%%

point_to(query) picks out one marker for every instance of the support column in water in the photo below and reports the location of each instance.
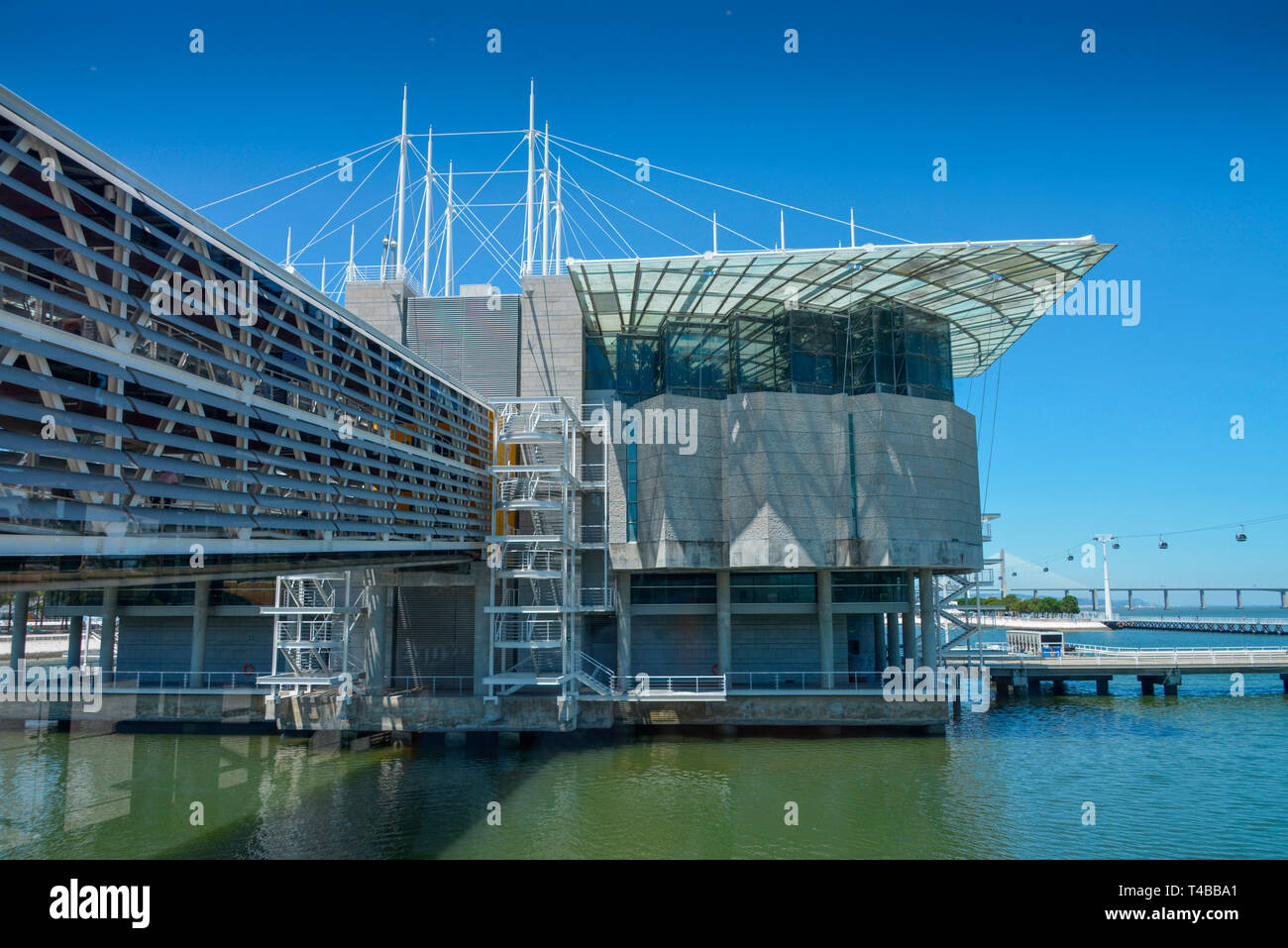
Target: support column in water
(200, 617)
(928, 646)
(107, 631)
(75, 635)
(18, 627)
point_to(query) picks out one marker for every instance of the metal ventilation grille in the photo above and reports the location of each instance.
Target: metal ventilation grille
(477, 346)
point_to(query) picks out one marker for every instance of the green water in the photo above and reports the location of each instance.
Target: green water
(1201, 775)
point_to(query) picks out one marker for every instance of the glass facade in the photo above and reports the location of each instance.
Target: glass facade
(868, 587)
(773, 587)
(673, 588)
(879, 347)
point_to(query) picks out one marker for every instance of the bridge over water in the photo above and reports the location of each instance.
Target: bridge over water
(1099, 664)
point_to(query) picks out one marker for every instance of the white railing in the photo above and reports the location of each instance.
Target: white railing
(176, 681)
(644, 685)
(596, 597)
(374, 273)
(802, 681)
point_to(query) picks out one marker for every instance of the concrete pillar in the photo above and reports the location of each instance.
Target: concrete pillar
(910, 618)
(377, 636)
(18, 639)
(482, 626)
(623, 629)
(825, 653)
(73, 642)
(107, 634)
(200, 616)
(928, 646)
(724, 623)
(892, 638)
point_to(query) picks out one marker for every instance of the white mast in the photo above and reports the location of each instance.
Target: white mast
(532, 161)
(545, 206)
(558, 214)
(447, 247)
(402, 188)
(429, 206)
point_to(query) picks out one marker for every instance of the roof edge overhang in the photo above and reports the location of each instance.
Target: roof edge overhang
(990, 291)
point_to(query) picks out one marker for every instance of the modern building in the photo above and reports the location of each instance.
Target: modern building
(725, 488)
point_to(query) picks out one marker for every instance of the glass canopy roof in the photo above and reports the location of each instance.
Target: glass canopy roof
(991, 292)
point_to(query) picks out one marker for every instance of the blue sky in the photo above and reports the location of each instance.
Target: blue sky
(1098, 427)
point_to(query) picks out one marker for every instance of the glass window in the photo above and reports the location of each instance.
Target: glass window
(759, 347)
(697, 359)
(818, 344)
(868, 587)
(673, 588)
(632, 507)
(772, 587)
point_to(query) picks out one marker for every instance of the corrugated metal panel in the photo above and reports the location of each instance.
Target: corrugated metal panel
(436, 631)
(476, 346)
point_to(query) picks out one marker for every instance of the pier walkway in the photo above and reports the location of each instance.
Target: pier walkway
(1151, 666)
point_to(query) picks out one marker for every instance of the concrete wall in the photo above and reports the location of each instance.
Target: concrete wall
(673, 644)
(776, 643)
(163, 643)
(552, 348)
(378, 304)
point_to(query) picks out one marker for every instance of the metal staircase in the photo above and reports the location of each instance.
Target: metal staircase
(971, 586)
(313, 621)
(540, 487)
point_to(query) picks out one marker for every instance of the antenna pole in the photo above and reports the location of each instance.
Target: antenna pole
(532, 162)
(429, 207)
(558, 214)
(402, 189)
(545, 206)
(447, 249)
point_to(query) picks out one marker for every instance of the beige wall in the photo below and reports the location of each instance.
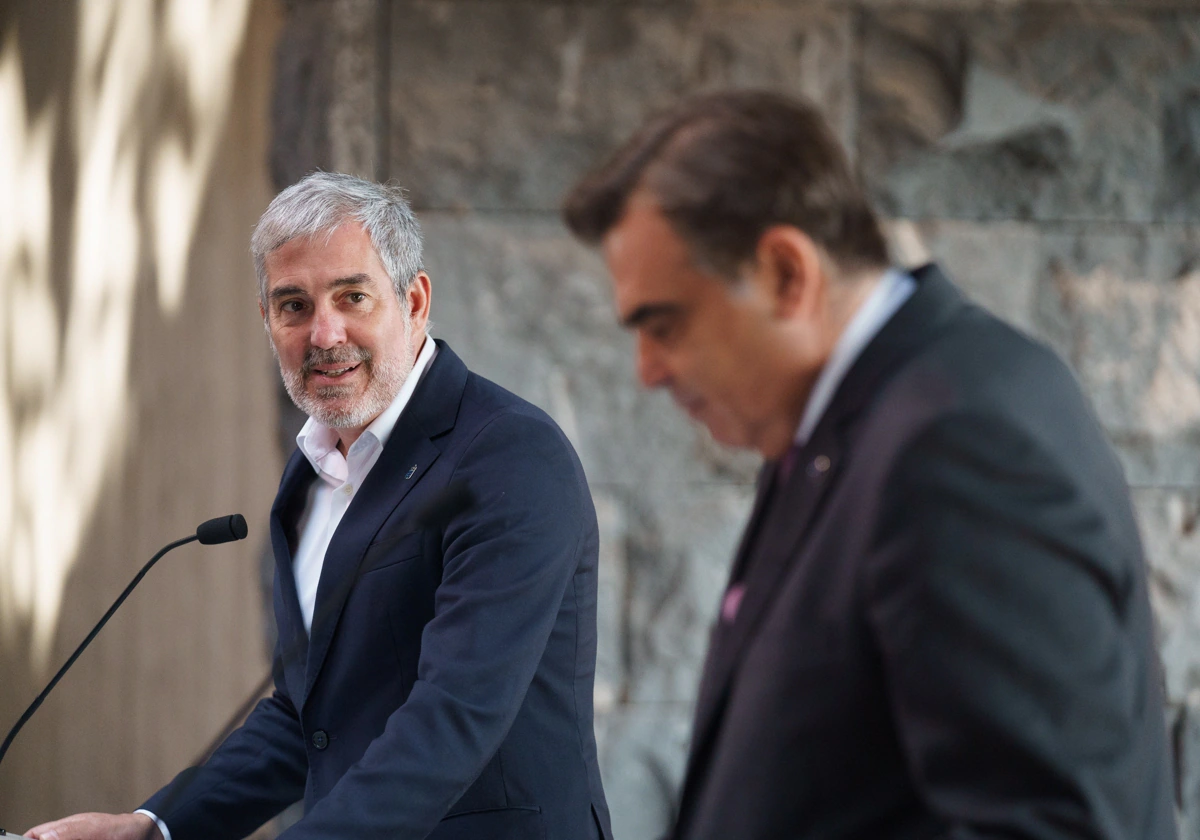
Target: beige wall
(137, 391)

%%

WHAT TO WORK ON = Copy all of the material above word for word, leaving out the pictures.

SOLUTION FOR THIS PROBLEM =
point_to(query) picks out one marker for every instance of the support column in water in the photo below and reports the location of each instance.
Target: support column in water
(200, 617)
(928, 646)
(107, 631)
(75, 635)
(18, 627)
point_to(query) picks out one marker for every instance of the metal ventilation grille in the photo above and reports the location of each instance.
Target: metal ventilation grille
(477, 346)
point_to(query) picks out one marker for every instance of the green water in the photo above and reports the location of each instance.
Target: green water
(1201, 775)
point_to(query) picks out one marker for every instance of the glass facade in the photo above and reports the location of each instance.
Target: glass facade
(868, 587)
(773, 587)
(673, 588)
(879, 347)
point_to(query) picks out one marker for every instance of the bridge over water in the photo above and reports the location of each instance.
Target: bridge over water
(1099, 664)
point_to(query) picks out one marker for every instance of the white railing in the photo above and reports the location of each instance.
Target: white railing
(176, 681)
(644, 685)
(596, 597)
(374, 273)
(802, 681)
point_to(query) picks out one marker for every instance of the concrete pillar in the photo above and reports the location of each instance.
Target: concrete pillar
(910, 618)
(377, 636)
(18, 639)
(482, 626)
(623, 629)
(825, 653)
(73, 642)
(107, 634)
(200, 616)
(928, 646)
(724, 623)
(892, 638)
point_to(query) picks out one marker for every instance of the white mast in the photo above and reports the location of each instance.
Target: white mast
(532, 161)
(545, 206)
(558, 214)
(447, 247)
(402, 188)
(429, 206)
point_to(query) picks out one marker for every instance of the roof edge overhang in the photo above and reports the location of each instance.
Target: roof edge overhang
(990, 291)
point_to(query) picks out one marker for every instance of the modern building in the photo above and reports the location of each instance.
Target: modern building
(725, 488)
point_to(query) picks out one marker for every instance of the glass canopy roof in the photo above and reports the location of each instance.
Target: glass canopy roof
(991, 292)
point_to(query) picks out one marker for every instance of the blue sky in the photo above and reports the location of each instance.
Target: blue sky
(1098, 427)
point_to(query) picks out one marker for every instance of the glass window in the photo above and reports the location of each instance.
Target: glass window
(759, 347)
(697, 359)
(818, 344)
(868, 587)
(673, 588)
(632, 507)
(772, 587)
point_to(query) picks out one marker for every instance of the corrugated metal panel in the photo above and reports the location of each instance.
Target: corrugated metal panel
(436, 631)
(476, 346)
point_to(query) picks out one marker for every instance of the pier walkway in the photo above and reports the location of each instance.
Target: pier walkway
(1151, 666)
point_to(query) picks out one marker for every instance of the concrete wall in the photo above and reports the location of each instance.
Target: concrete wall
(673, 644)
(776, 643)
(163, 643)
(552, 348)
(378, 304)
point_to(query) picks out one marker for every instance of the metal staircase in the photo above and reports the location of each instance.
Target: metal staircase
(971, 586)
(313, 621)
(540, 487)
point_to(query) picks out one marker for every instance of the antenna pole in the photo above and reports the location of each instance.
Target: antenna pole
(532, 162)
(429, 207)
(558, 214)
(402, 189)
(545, 206)
(447, 249)
point_to(query) picks out one marker for every instance of the beige wall in the photo below and reports the location of each instance.
Target: beige wall
(137, 391)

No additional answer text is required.